## TAREFA
Responda sim ou não: cada afirmação a seguir está de acordo com o texto sobre A cabana do Pai Tomás? Cite as palavras exatas do texto que decidem cada resposta.
1. A cabana do Pai Tomás foi lançada em 1852.
2. Na Guerra de Secessão, os estados do Norte eram agrários.
3. Segundo Eric Hobsbawm, a Guerra Civil matou tantos homens quanto todas as guerras posteriores dos EUA juntas.

## TEXTO DE LEITURA
┄┄┄┄┄┄

O escravo Tom é o personagem
principal da obra A cabana do Pai Tomás,
de autoria de Harriet Beecher Stowe (Tradução de Octávio Mendes Cajado. São
Paulo: Edição Saraiva, s. d. Vol. I. Por ordem de aparição as citações estão
nas páginas 9, 9 e 8) que foi lançada em 1852, e que é por muitos considerada o
desencadeador do movimento abolicionista nos Estados Unidos, que teria na
Guerra de Secessão – também conhecida como Guerra Civil Americana -, travada
entre 1861 e1865, a sua passagem mais cruenta. O embate opunha os estados do
Norte, antiescravocratas e industrializados, aos do sul, agrários e contrários
à abolição da escravidão, e que formaram os Estados Confederados. Calcula-se
que seiscentas mil pessoas morreram ao longo do processo de restauração da
unidade nacional e do estabelecimento da garantia de direitos civis aos homens
e mulheres recém libertos. No dizer do historiador Eric Hobsbawm, “Até hoje a
Guerra Civil de 1861-5 continua sendo o conflito mais sangrento na história dos
EUA: matou tantos homens quanto todas as guerras posteriores do país juntas,
incluindo as duas mundiais, a da Coreia e a do Vietnã” (Eric Hobsbawm. Era dos extremos: o breve século XX:
1914-1991. Tradução de Marcos Santarrita. São Paulo: Companhia das Letras,
1995, p. 51).

┄┄┄┄┄┄

## REGISTROS
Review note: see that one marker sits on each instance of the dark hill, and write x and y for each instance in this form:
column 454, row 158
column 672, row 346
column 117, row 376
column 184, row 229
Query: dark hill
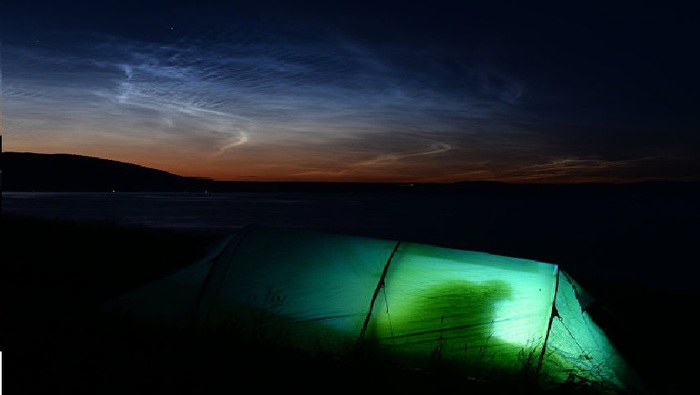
column 27, row 171
column 24, row 171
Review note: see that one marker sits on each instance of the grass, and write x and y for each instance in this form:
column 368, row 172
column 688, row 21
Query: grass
column 57, row 273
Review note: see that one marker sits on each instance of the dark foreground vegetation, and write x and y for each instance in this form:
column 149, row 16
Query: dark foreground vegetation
column 56, row 274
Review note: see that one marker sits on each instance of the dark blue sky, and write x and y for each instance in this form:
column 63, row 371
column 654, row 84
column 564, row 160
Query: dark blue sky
column 360, row 90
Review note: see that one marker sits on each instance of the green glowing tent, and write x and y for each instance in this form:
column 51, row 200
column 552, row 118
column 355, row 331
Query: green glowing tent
column 409, row 302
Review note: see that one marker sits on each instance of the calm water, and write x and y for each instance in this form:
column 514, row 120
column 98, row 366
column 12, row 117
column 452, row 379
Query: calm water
column 649, row 240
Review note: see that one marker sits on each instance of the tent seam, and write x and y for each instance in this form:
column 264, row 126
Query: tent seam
column 381, row 284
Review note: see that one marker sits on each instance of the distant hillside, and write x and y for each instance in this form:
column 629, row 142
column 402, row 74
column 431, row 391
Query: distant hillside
column 23, row 171
column 26, row 171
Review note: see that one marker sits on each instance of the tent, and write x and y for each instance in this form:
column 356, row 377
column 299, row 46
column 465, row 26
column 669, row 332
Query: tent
column 415, row 303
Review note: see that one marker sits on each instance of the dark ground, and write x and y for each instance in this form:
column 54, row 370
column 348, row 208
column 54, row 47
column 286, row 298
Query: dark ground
column 56, row 273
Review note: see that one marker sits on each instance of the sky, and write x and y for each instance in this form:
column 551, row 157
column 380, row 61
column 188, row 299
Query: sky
column 360, row 91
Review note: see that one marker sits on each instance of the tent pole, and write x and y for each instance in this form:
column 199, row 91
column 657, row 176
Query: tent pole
column 380, row 285
column 554, row 313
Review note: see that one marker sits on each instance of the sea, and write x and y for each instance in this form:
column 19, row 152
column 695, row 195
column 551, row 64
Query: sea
column 648, row 240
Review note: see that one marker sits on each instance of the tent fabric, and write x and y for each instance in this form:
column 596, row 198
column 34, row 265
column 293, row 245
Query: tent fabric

┄┄┄┄┄┄

## SOLUÇÃO
1. Sim: "que foi lançada em 1852".
2. Não: "os estados do Norte, antiescravocratas e industrializados".
3. Sim: "matou tantos homens quanto todas as guerras posteriores do país juntas".